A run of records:
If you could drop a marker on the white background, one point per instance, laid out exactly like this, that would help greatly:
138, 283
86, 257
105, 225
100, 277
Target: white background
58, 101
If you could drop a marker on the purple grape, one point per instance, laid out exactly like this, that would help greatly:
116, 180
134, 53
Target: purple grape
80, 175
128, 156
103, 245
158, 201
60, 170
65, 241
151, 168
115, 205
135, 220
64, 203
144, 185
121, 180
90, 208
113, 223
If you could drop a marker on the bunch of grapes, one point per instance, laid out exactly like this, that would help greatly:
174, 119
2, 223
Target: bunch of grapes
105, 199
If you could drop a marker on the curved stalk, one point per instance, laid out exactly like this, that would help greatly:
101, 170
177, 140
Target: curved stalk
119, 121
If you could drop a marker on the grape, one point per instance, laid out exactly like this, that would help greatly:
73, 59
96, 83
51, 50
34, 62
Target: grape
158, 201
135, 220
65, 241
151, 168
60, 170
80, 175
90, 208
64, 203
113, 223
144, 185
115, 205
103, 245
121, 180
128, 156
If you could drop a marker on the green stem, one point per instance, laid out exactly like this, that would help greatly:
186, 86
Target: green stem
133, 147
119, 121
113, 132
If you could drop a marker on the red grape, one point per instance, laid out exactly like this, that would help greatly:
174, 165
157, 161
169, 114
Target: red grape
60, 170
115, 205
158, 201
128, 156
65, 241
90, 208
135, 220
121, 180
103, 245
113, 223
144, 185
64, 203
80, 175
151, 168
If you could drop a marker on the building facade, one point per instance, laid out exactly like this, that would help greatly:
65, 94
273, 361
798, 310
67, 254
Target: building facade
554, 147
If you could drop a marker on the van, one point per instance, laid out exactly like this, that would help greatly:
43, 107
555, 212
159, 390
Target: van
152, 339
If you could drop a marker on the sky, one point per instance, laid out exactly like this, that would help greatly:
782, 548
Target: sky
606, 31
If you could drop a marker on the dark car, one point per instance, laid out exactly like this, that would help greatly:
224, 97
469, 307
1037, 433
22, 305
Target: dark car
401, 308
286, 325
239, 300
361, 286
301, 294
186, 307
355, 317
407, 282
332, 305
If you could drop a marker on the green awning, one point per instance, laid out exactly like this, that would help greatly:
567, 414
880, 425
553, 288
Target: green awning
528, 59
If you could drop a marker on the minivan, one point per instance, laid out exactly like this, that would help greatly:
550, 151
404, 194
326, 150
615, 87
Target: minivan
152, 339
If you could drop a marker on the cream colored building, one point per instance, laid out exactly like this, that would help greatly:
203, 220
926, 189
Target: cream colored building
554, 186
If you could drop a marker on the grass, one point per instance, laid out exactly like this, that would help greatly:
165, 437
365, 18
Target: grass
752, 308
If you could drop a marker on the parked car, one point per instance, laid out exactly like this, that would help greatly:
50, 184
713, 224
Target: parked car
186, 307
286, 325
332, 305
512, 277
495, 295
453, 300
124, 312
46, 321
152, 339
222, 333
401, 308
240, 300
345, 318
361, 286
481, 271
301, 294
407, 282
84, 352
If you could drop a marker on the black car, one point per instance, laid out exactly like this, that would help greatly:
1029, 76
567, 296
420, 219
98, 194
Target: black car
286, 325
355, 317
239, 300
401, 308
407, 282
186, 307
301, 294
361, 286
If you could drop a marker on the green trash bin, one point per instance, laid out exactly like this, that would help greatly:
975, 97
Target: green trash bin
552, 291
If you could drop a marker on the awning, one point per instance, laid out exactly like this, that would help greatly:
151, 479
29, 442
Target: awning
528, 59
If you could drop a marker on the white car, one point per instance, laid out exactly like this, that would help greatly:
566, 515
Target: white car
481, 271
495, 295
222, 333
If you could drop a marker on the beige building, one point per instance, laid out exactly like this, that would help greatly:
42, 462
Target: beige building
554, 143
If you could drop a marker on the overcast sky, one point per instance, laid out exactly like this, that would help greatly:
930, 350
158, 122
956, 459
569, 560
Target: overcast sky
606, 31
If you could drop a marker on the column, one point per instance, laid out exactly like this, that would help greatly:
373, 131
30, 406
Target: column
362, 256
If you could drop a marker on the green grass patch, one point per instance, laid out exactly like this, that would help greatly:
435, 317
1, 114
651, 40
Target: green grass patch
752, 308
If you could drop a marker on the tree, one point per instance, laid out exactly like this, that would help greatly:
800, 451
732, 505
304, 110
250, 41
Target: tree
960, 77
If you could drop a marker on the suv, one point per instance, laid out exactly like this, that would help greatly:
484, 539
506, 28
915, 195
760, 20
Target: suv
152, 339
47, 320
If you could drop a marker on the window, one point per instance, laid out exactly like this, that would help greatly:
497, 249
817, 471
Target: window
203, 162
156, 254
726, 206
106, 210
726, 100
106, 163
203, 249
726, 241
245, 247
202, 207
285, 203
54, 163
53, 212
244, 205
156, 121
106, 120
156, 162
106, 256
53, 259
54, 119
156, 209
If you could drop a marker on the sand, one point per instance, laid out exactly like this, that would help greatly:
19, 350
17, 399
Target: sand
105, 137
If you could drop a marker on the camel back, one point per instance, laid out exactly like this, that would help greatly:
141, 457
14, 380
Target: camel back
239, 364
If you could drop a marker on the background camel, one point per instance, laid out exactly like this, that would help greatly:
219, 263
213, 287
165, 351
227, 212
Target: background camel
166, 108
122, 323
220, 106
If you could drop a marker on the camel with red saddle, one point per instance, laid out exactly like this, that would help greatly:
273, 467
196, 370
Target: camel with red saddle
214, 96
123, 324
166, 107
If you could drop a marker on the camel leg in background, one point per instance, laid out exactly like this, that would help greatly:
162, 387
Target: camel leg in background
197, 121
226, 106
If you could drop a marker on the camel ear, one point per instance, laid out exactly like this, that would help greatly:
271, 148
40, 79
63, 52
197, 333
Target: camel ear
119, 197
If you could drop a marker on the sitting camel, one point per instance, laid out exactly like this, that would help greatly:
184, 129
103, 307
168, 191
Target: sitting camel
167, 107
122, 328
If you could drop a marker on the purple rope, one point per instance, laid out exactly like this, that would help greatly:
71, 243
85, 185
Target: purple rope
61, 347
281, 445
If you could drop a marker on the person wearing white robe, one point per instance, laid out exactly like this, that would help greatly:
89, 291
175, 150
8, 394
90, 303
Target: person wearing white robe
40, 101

- Given instruction
Return all of the data word for word.

- Task result
If you could drop a marker on the white background, one point per instance, laid out exactly like this, that would help greatly:
138, 283
86, 257
105, 225
100, 277
Target: white background
58, 101
If you could drop a marker on the purple grape, one point per instance, laid out exactly like this, that would help greatly:
116, 180
134, 53
Target: purple grape
80, 175
128, 156
103, 245
158, 201
60, 170
65, 241
151, 168
115, 205
135, 220
64, 203
144, 185
121, 180
90, 208
113, 223
If you could drop a marker on the bunch of grapes, one point per instance, laid out exactly like this, that would help greatly:
174, 119
2, 223
Target: bunch of grapes
105, 199
If you could drop a marker on the curved stalk, one point per instance, laid out exactly like this, that would help greatly:
101, 170
177, 140
Target: curved stalk
119, 121
If you could drop a marker on the grape, one point per instance, laid out exactly like this, that would help greatly:
73, 59
96, 83
51, 50
34, 62
Target: grape
158, 201
135, 220
65, 241
151, 168
60, 170
80, 175
90, 208
64, 203
113, 223
144, 185
115, 205
103, 245
121, 180
128, 156
If you could drop a marker on the green stem, one point per instance, laid out exactly like this, that would help greatly:
186, 86
Target: green stem
133, 147
119, 121
113, 132
If you could drop a marker on the red grape, one point per instance, laid out exactly like this, that would help greatly:
174, 165
157, 161
169, 114
Target: red grape
60, 170
115, 205
158, 201
128, 156
65, 241
90, 208
135, 220
121, 180
103, 245
113, 223
144, 185
64, 203
80, 175
151, 168
If you could drop a marker on the building facade, one point per instance, laid out exactly like this, that would help greatly:
65, 94
273, 361
798, 310
67, 254
Target: building facade
554, 147
If you could drop a marker on the van, one point per instance, laid out exactly like this, that would help greatly:
43, 107
555, 212
159, 390
Target: van
152, 339
If you could drop a marker on the sky, one point per instance, laid out exactly like this, that would help greatly:
782, 548
Target: sky
606, 31
If you could drop a marker on the dark car, one point per instance, laid out exactly like this, that would help greatly:
224, 97
469, 307
1037, 433
22, 305
Target: dark car
401, 308
286, 325
239, 300
361, 286
301, 294
186, 307
355, 317
407, 282
332, 305
If you could drop a marker on the green awning, one point per instance, laid out exactly like this, that would help greatly:
567, 414
880, 425
553, 288
Target: green awning
528, 59
If you could drop a marker on the minivan, one point per instance, laid out exactly like this, that would help greatly:
550, 151
404, 194
326, 150
615, 87
Target: minivan
152, 339
If you could drop a marker on the cream colored building, one point per instance, laid out exactly like this, that would help greatly:
203, 220
926, 189
Target: cream colored building
554, 186
If you could drop a marker on the grass, one point per instance, laid out exactly like this, that would help greatly:
165, 437
365, 18
Target: grass
752, 308
If you could drop a marker on the parked car, one point per instance, laid out exactly like this, that would help greatly:
50, 184
713, 224
Target: parked car
186, 307
286, 325
332, 305
512, 277
495, 295
453, 300
124, 312
46, 321
152, 339
222, 333
401, 308
240, 300
345, 318
361, 286
481, 271
301, 294
407, 282
84, 352
If you could drop a marker on the black car, one point per instance, laid out exactly like this, that would help greatly:
1029, 76
567, 296
420, 219
98, 194
Target: black car
286, 325
355, 317
239, 300
401, 308
407, 282
186, 307
301, 294
361, 286
If you could drop a marker on the green trash bin, one point per instance, laid out exactly like this, that would help greatly:
975, 97
Target: green trash bin
552, 291
If you could drop a marker on the awning, one point per instance, laid out exactly like this, that would help greatly:
151, 479
29, 442
Target: awning
528, 59
If you could drop a marker on the white car, one point per instance, laid out exactly like this, that would help greatly:
566, 515
Target: white car
481, 271
495, 295
222, 333
If you could drop a marker on the beige building, one point per instance, laid out exactly like this, that would help greatly:
42, 462
Target: beige building
554, 143
If you could drop a marker on the overcast sky, one point per instance, laid out exactly like this, that would help greatly:
930, 350
158, 122
956, 459
569, 560
Target: overcast sky
606, 31
If you could drop a marker on the column, one point per instance, laid out exactly like this, that would help greatly:
373, 131
30, 406
Target: column
362, 256
If you could drop a marker on the green grass patch, one point per instance, laid out exactly like this, that would help greatly:
435, 317
1, 114
651, 40
Target: green grass patch
752, 308
If you could drop a marker on the tree, one point per instance, laid out exactly like this, that would help greatly:
800, 451
732, 505
304, 110
250, 41
Target: tree
960, 77
If you could drop a marker on the suv, one point per instance, laid out exactly like this, that would help greatly:
484, 539
506, 28
915, 195
760, 20
Target: suv
152, 339
47, 320
If you could drop a marker on the window, one point per instance, laid out exactly like this, that would help greatly:
497, 249
817, 471
Target: window
203, 162
156, 254
726, 206
106, 210
726, 100
106, 163
203, 249
726, 241
245, 247
202, 207
285, 203
54, 163
53, 212
244, 205
156, 121
106, 120
156, 162
106, 256
53, 259
54, 119
156, 209
If you could drop a marker on the sand, one point per instance, laid out exactly like this, that would help greatly:
19, 350
17, 399
Target: sand
105, 137
If you could drop a marker on the camel back, one point per instance, laid out exactly like this, that would help greatly:
141, 457
14, 380
Target: camel back
239, 364
If you could drop a marker on the background camel, one point per instance, laid out exactly like this, that would help greatly:
219, 263
213, 287
165, 351
227, 212
Target: background camel
166, 108
122, 323
220, 106
If you could drop a marker on the camel with red saddle, one point per instance, laid out exactly like this, that would help greatly:
273, 467
196, 370
Target: camel with red saddle
214, 96
123, 324
166, 107
If you could drop a marker on the camel leg in background, one point per instance, laid out exactly like this, that would help greatly:
162, 387
Target: camel leg in background
197, 121
226, 106
If you could drop a marker on the camel ear, one point per instance, laid out exactly like this, that would help greatly:
271, 148
40, 79
63, 52
197, 333
Target: camel ear
119, 197
If you could drop a marker on the sitting camel, one point per instance, laid out exactly like this, that would help greatly:
184, 129
103, 307
168, 191
Target: sitting camel
167, 107
122, 328
If you could drop a marker on the purple rope, one point per instance, laid out exactly like this, that would help greatly:
71, 243
85, 185
Target: purple rope
61, 347
281, 445
If you could drop a marker on the person wearing white robe, one point per instance, laid out exactly like this, that would help greatly:
89, 291
175, 150
8, 394
90, 303
Target: person wearing white robe
40, 101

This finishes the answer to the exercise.